Answer these questions from the passage on Australia's foreign relations.
(a) Which people does it say the country was willing to take a stand to help?
(b) Which country does it name as having become one of Australia's strongest markets?
(c) According to some people, what choice did Australia have to make, and how does the passage judge those people?

◆ **PASSAGE PROVIDED**
★ ★ ★ ★ ★ ★ ★
This country was willing to take a stand in relation to the freeing of East Timor and it remains one of the great international achievements that we were willing to take a stand to help the people of East Timor and since then we have rebuilt in a magnificent way our relationship with the people of Indonesia. We have been able to achieve not only a continuation of the very close relationship with the United States, but we've also been able to build a very strong relationship with the countries of north Asia and most particularly in recent years with China which has become one of Australia's strongest markets. And it's demonstrated that those people who said that somehow or other you had to make a choice between being friendly with the United States and offending the nations of Asia, or being friendly with the nations of Asia and cold-shouldering the United States has demonstrated that those people were wrong.
★ ★ ★ ★ ★ ★ ★
◆ **PROVIDED RECORDS**
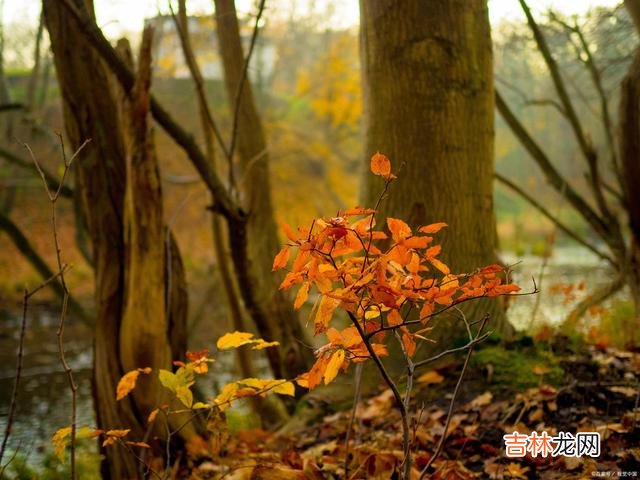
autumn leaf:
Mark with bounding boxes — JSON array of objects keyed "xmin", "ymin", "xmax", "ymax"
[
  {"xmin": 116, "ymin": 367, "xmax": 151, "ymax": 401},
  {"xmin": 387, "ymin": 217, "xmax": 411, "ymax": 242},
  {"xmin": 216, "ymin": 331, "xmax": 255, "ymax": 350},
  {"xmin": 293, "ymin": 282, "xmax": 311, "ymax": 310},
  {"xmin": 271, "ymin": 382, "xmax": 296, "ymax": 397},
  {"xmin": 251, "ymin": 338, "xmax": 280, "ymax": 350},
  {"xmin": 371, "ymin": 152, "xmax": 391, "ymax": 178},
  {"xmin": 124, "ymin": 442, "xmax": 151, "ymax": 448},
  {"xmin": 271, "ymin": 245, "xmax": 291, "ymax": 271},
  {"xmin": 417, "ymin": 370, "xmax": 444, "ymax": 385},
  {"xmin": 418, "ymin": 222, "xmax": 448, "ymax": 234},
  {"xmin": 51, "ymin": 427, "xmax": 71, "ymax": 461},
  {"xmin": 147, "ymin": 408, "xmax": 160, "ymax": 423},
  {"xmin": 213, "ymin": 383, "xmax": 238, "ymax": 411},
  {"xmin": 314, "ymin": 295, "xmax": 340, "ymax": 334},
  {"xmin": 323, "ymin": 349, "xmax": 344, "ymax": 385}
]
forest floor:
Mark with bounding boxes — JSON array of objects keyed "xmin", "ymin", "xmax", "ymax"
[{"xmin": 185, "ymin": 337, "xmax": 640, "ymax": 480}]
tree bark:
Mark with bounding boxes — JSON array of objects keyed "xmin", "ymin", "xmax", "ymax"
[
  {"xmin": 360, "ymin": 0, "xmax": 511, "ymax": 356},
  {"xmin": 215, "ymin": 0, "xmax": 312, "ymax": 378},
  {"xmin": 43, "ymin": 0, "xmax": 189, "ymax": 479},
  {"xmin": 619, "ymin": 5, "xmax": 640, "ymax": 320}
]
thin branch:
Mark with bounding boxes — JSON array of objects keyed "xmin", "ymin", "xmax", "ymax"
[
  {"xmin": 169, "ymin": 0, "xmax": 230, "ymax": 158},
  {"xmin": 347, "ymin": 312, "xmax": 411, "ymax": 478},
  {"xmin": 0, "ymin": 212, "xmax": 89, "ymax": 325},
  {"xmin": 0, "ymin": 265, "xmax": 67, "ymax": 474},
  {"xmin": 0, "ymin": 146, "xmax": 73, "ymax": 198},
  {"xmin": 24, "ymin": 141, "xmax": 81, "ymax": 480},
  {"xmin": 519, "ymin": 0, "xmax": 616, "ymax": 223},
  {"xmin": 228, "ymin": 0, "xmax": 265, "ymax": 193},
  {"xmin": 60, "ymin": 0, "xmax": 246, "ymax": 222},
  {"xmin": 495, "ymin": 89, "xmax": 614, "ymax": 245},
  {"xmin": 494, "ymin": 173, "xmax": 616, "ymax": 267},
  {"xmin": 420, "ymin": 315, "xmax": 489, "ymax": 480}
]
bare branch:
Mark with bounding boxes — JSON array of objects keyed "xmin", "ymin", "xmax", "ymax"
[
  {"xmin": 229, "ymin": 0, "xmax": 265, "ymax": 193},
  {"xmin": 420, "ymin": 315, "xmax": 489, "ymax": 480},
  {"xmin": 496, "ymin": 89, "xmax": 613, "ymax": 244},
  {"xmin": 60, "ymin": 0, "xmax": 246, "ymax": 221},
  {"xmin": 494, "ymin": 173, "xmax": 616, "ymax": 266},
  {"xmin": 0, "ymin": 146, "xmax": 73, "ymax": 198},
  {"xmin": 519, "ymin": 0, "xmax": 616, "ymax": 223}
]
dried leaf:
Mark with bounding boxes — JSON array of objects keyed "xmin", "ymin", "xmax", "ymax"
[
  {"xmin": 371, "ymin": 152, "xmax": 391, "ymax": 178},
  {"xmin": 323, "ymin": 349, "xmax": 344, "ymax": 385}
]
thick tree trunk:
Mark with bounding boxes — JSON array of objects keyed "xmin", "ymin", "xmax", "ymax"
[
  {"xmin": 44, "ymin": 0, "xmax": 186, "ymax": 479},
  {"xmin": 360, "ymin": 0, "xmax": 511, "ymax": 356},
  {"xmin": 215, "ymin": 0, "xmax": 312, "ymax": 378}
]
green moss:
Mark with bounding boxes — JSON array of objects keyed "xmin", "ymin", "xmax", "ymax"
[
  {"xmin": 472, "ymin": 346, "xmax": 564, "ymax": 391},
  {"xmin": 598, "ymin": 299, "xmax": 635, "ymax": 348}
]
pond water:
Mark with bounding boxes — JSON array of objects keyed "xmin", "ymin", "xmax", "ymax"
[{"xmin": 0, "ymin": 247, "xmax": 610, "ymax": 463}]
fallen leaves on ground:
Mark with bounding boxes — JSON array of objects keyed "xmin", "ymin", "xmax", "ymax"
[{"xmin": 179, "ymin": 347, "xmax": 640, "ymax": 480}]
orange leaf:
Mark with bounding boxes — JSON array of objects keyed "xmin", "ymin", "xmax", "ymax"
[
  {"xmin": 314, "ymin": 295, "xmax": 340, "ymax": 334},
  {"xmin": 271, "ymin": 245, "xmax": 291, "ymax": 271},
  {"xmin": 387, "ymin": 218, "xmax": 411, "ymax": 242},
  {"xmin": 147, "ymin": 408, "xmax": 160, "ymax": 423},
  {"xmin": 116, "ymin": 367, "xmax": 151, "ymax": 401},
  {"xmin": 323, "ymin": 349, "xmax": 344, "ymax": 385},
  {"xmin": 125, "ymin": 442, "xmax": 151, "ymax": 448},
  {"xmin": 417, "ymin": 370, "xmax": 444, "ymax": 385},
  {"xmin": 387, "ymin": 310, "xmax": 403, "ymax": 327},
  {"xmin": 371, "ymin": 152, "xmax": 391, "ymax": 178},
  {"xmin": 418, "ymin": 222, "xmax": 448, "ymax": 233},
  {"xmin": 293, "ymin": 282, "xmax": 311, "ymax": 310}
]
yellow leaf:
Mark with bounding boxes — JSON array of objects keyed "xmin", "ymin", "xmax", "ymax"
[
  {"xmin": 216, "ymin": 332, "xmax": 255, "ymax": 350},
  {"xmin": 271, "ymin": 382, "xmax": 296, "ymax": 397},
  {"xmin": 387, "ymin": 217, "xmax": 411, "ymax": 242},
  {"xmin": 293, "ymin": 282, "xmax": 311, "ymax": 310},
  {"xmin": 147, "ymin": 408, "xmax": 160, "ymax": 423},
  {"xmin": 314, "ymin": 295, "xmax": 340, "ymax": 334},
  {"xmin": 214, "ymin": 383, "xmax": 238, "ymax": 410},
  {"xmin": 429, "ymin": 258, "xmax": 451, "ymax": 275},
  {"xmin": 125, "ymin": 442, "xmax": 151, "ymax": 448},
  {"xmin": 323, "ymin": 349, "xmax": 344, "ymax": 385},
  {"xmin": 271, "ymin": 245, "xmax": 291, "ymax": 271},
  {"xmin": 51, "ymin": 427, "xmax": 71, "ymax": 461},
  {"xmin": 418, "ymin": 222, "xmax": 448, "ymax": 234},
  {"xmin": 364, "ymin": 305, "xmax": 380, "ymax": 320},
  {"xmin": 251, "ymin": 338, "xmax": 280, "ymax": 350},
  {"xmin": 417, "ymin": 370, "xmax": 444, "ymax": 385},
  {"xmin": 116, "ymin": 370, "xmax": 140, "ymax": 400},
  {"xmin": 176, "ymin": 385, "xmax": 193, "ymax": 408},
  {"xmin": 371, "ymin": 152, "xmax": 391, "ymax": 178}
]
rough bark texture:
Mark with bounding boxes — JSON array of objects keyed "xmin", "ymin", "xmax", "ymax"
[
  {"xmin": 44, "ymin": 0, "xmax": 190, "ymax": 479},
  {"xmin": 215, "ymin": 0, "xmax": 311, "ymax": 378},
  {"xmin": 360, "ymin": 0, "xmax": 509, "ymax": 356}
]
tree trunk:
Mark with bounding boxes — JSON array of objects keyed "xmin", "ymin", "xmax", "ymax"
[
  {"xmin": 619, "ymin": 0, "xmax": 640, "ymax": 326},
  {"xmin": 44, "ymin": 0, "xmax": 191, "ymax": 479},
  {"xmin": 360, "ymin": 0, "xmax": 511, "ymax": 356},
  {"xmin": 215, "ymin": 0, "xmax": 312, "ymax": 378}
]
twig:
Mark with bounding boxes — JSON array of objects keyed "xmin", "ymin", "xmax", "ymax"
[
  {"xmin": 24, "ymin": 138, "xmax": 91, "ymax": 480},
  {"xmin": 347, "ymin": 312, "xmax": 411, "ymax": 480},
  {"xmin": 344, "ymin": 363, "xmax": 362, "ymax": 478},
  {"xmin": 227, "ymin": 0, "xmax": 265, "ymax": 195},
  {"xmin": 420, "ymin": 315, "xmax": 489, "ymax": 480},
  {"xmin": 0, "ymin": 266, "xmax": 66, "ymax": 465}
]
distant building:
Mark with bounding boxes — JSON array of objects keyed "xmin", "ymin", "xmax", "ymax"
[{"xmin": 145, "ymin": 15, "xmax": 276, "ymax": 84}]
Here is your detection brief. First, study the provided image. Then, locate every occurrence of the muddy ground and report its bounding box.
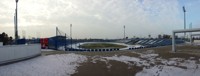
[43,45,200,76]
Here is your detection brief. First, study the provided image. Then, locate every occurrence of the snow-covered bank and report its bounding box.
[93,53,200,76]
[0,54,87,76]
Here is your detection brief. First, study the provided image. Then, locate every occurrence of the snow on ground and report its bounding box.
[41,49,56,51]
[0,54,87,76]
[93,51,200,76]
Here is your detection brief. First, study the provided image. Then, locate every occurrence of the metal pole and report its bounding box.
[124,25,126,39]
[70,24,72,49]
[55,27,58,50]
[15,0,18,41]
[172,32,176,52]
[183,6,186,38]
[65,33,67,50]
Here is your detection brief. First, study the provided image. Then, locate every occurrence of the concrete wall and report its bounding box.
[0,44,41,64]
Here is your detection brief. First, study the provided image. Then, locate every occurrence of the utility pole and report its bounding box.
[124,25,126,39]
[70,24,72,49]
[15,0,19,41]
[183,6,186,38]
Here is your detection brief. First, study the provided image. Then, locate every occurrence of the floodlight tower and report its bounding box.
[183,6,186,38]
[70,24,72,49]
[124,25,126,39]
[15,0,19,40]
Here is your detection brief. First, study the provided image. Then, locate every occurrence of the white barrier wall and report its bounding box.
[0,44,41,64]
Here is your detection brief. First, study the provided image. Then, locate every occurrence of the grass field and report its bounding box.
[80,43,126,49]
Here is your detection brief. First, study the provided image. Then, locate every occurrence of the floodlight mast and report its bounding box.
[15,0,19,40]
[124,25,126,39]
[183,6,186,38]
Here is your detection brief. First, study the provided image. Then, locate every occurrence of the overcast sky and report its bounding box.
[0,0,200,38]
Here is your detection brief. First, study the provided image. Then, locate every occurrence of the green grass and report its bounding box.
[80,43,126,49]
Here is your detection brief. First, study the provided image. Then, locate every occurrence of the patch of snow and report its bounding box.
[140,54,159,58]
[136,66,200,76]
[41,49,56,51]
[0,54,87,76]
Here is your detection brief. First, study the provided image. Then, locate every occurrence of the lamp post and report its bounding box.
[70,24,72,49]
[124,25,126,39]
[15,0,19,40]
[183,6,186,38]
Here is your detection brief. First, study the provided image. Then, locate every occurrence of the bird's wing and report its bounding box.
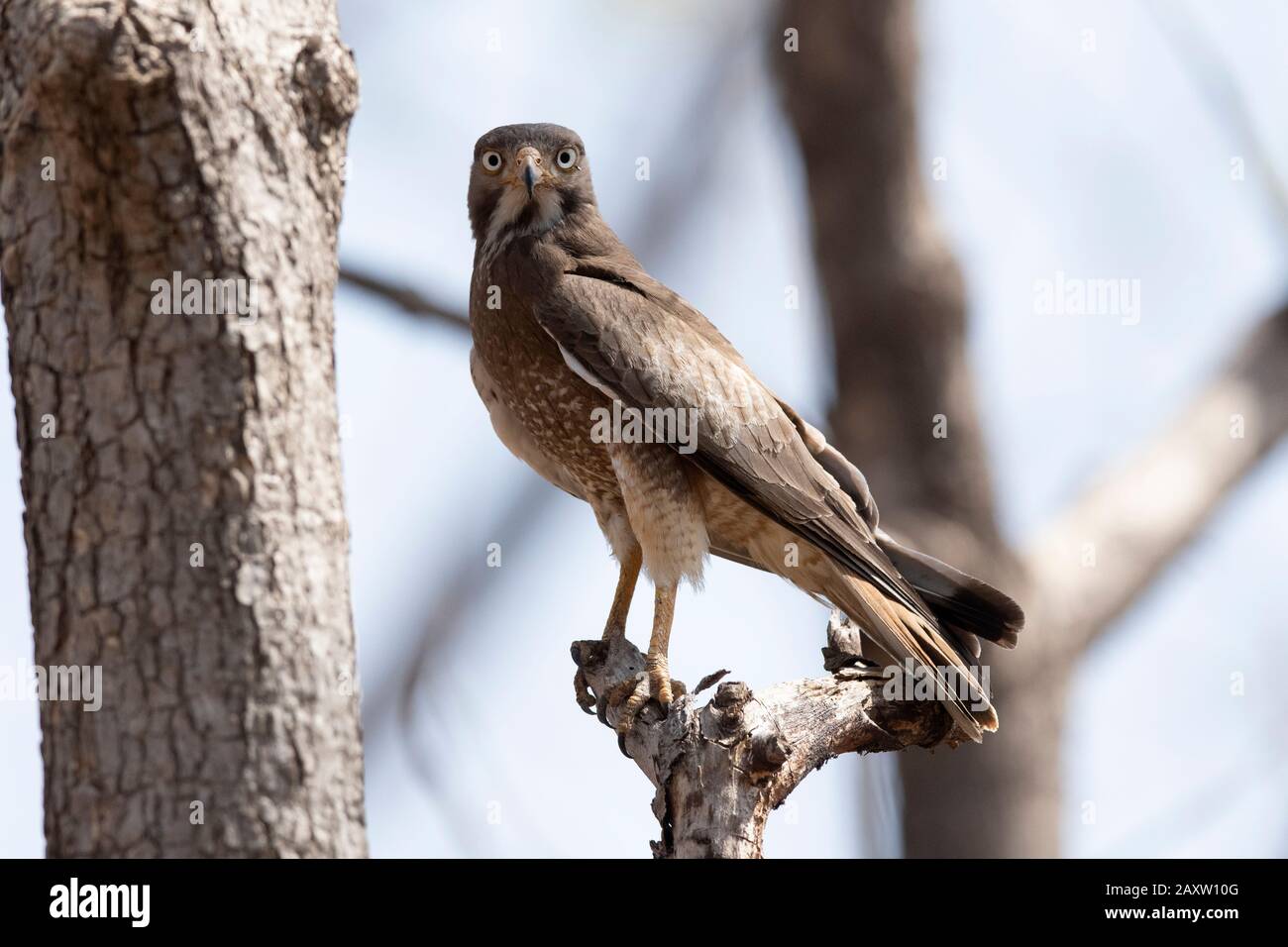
★ ★ ★ ★ ★ ★ ★
◆ **SOLUTION FOR THIS TASK**
(a) The people of East Timor.
(b) China.
(c) They claimed Australia had to choose between being friendly with the United States and offending the nations of Asia, or being friendly with the nations of Asia and cold-shouldering the United States. The passage says those people were wrong.